### EXERCISE DESCRIPTION:
In your reply, write out each entry exactly as given.

*** Opening GIVEN RECORDS ***

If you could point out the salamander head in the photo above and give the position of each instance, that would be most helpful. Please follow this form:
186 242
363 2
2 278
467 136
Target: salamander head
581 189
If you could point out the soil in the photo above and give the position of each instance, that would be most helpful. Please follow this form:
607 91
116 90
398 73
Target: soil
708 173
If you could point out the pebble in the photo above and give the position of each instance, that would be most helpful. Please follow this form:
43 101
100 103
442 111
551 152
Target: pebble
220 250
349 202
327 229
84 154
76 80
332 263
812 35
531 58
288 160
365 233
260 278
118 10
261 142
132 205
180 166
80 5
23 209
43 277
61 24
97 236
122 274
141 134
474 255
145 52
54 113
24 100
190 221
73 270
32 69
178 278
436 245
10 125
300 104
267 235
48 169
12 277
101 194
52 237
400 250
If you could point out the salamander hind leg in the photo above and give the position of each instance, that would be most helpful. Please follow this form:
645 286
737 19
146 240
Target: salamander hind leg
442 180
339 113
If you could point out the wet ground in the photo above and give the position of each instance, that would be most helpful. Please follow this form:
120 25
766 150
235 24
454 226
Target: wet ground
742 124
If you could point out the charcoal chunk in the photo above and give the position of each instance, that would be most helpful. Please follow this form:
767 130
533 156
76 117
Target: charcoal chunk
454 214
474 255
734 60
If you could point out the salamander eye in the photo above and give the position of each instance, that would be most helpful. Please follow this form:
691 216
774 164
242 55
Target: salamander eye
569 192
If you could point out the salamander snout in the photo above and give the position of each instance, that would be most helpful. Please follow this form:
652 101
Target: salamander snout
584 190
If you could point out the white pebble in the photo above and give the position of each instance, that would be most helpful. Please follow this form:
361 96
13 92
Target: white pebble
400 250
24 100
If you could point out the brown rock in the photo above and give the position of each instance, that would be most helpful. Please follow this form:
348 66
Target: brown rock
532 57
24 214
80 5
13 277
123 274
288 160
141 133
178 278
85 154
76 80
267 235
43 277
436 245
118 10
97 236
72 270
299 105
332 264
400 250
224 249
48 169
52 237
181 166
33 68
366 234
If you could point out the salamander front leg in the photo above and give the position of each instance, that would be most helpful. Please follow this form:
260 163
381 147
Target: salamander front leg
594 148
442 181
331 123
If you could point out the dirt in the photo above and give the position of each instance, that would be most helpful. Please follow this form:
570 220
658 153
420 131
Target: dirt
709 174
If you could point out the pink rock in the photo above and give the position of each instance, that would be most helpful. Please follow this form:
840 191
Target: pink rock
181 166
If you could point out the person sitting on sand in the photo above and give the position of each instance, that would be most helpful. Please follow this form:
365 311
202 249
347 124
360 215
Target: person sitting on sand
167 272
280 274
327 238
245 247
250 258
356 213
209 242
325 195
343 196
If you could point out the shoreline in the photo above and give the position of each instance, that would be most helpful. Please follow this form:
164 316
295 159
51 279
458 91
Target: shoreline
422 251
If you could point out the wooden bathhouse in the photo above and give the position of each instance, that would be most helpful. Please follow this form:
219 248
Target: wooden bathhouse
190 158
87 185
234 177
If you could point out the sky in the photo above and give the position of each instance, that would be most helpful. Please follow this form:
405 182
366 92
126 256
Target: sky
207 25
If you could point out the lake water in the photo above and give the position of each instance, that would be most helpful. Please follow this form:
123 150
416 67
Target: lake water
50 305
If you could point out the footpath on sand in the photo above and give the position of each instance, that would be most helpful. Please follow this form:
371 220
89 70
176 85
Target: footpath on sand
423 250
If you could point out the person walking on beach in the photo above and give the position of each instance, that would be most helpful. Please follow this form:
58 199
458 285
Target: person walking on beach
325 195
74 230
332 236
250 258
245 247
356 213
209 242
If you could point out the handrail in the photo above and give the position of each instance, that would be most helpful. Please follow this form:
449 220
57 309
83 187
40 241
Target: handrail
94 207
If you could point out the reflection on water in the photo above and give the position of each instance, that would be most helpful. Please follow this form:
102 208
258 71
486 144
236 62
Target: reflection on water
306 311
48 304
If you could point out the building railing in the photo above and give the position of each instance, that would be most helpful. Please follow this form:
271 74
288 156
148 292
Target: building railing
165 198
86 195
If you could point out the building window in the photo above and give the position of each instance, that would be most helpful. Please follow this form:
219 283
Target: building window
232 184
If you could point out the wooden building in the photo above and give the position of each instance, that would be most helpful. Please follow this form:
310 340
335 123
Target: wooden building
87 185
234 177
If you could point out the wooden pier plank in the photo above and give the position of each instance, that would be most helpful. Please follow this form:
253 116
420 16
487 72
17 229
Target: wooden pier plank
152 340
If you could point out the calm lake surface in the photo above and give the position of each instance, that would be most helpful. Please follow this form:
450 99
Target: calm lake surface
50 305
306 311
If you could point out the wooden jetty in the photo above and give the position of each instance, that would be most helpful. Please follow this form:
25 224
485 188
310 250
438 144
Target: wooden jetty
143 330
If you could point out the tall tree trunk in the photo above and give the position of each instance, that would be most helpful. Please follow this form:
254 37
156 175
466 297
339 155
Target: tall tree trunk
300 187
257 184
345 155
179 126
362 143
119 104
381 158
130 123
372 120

*** Closing GIVEN RECORDS ***

### EXERCISE ANSWER:
If you could point out the salamander head in the photo above and give the position of each instance, that would be most helpful. Please follow this form:
186 242
363 2
2 278
467 136
Target: salamander head
581 189
If you could point out the soil in the photo above and give the position of each instance, that would be most helpful. Please follow this form:
607 91
116 90
398 73
Target: soil
708 173
If you could point out the pebble in the photo above and give the position of each instance, that would be most helpful. Please follow this form:
43 101
100 103
442 111
551 152
Target: pebble
220 250
349 202
327 229
84 154
76 80
332 263
812 35
531 58
288 160
365 233
260 278
118 10
261 142
132 205
180 166
80 5
23 209
43 277
61 24
97 236
122 274
141 134
474 255
145 52
54 113
24 100
190 221
73 270
32 69
178 278
436 245
10 125
300 104
267 235
48 169
12 277
101 194
52 237
400 250
If you could point out the salamander hind leg in the photo above and give the position of each instance, that would be most helpful. Please follow this form:
645 286
737 19
146 240
Target: salamander hind leg
442 180
339 113
If you could point out the wet ground in the photo above and give the position of each instance, that would be most helpful. Please follow this form:
120 25
766 150
235 24
454 226
Target: wet ground
742 124
If you could point out the charcoal chunk in the photo above and give the position of each instance, that would be most helpful. Please follow this form:
767 130
533 156
76 117
Target: charcoal chunk
454 214
474 255
734 60
If you could point out the salamander eye in the photo above and give the position of each instance, that would be most helpful. Please follow this form:
691 216
774 164
242 55
Target: salamander eye
569 192
If you could point out the salamander snout in the photo above and give the position of each instance, that would be most helpful. Please follow this form:
652 101
Target: salamander snout
584 190
If you could point out the white pebble in the photo above and give the position of each instance, that would be most helpful. Please follow this form:
361 96
13 92
Target: white pebble
400 250
24 100
If you could point out the brown rock in the photo above and give the position of each instance, that would be most helpful. Please follow this form:
348 66
Target: brown rock
532 57
24 214
80 5
13 277
123 274
288 160
141 133
178 278
85 154
76 80
267 235
43 277
436 245
118 10
97 236
72 270
299 105
332 264
400 250
224 249
48 169
52 237
181 166
33 68
366 234
If you could point out the salamander front leg in the photo above and give the position of each instance, that would be most helpful. Please follow this form:
260 163
381 147
Target: salamander front leg
594 148
442 181
331 123
If you could point out the dirt in the photo above and give the position of each instance, that would be most helpful. Please follow this form:
570 220
658 153
420 131
Target: dirt
709 174
If you could point out the pink rock in the photo above and give the position of each instance, that would be most helpful. Please follow this form:
840 191
Target: pink rock
181 166
If you could point out the person sitting on sand in the photo above and give the position of each instance, that would be most helpful. Please follow this form:
365 311
202 249
347 124
360 215
Target: person sitting on sand
167 272
280 274
327 238
245 247
250 258
356 213
209 242
325 195
343 196
If you could point out the shoreline in the photo above and give the position of each instance, that would be most helpful. Please follow this form:
164 316
295 159
51 279
458 91
Target: shoreline
422 251
If you could point out the wooden bathhouse in the photo above and give the position of each instance, that would be most helpful. Please follow this form:
219 248
Target: wooden bathhouse
190 158
87 185
234 177
If you could point out the sky in the photo above and give the position of each instance, that would be most helpful. Please follow this form:
405 182
366 92
126 256
Target: sky
207 25
If you could point out the lake water in the photo above and give the position of each instance, that would be most helpful. Please follow this form:
123 150
416 67
Target: lake water
50 305
If you could point out the footpath on sand in the photo above and give the position of each instance, that would be most helpful. Please follow this form:
371 220
89 70
176 85
Target: footpath on sand
423 250
If you could point out the person walking on beach in the photo above and give the position of each instance, that would be most helpful. Please follow this form:
58 199
458 285
Target: person walking on beach
325 195
74 230
332 236
250 258
245 247
356 213
209 242
If you could point out the handrail in the photo above and give the position of each instance, that would be most helpful. Please follow this form:
449 220
57 309
83 187
40 241
Target: handrail
94 207
If you could point out the reflection on water in the photo above and give the position of each instance, that would be most helpful. Please follow this form:
102 208
258 71
486 144
236 62
Target: reflection on water
306 311
48 304
If you could point out the building railing in the photo above and give the position of each instance, that would be most helpful. Please follow this form:
271 74
288 156
148 292
Target: building railing
165 198
86 195
If you could point out the building window in the photo above and give the position of each instance, that would be most helpful. Please follow this form:
219 283
Target: building window
232 184
If you could point out the wooden building in the photo above and give the position of each instance, that would be most helpful. Please follow this form:
310 340
335 123
Target: wooden building
87 185
234 177
If you could point out the wooden pier plank in the photo above and give the position of each instance, that would be most helpful. Please follow this form:
253 116
420 16
487 72
17 229
Target: wooden pier plank
152 340
If you could point out the calm lake surface in the photo above and give the position of each instance, that would be most helpful. Please follow this form:
450 99
Target: calm lake surface
50 305
306 311
If you could point out the wooden jetty in the photo above and give the position of each instance, that would be most helpful. Please follow this form:
25 224
485 188
310 250
438 144
Target: wooden jetty
143 330
If you could point out the tall tree trunk in the photo above and give the position of each instance, that would be most helpful. Please follow this form:
254 37
156 175
466 297
339 155
Target: tall tree trunk
300 187
257 184
345 155
179 126
362 143
119 104
381 158
130 123
372 120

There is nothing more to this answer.